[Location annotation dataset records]
╭──
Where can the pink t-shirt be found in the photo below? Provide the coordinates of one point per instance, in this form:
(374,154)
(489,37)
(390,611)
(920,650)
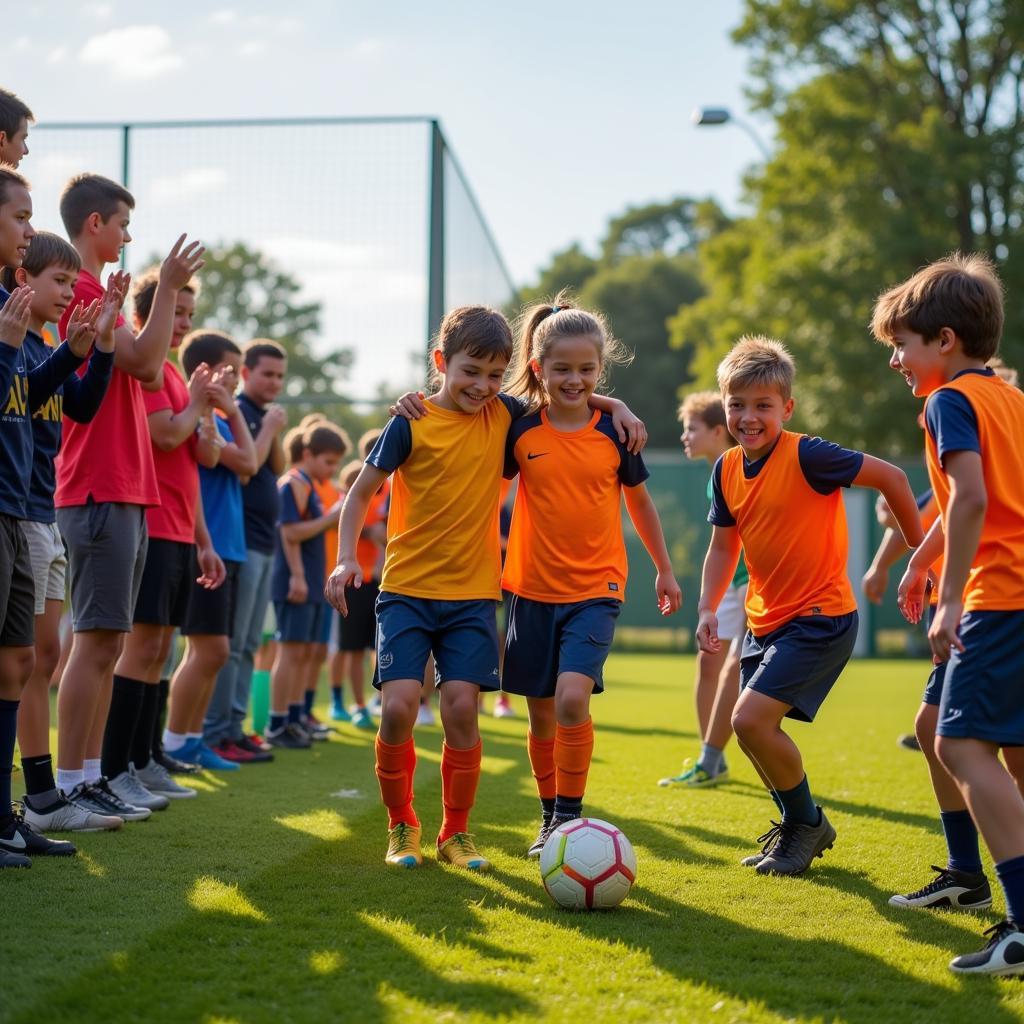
╰──
Aim of the exercise
Give every line of the records as a JSON list of strings, one string per line and no blank lines. Leave the pictures out of the answer.

Solution to this exercise
[
  "Where can the pink t-shirt be found in the photo below? Provide the coordinates of one point per instance, in this form:",
  "(374,154)",
  "(489,37)",
  "(390,611)",
  "(920,650)"
]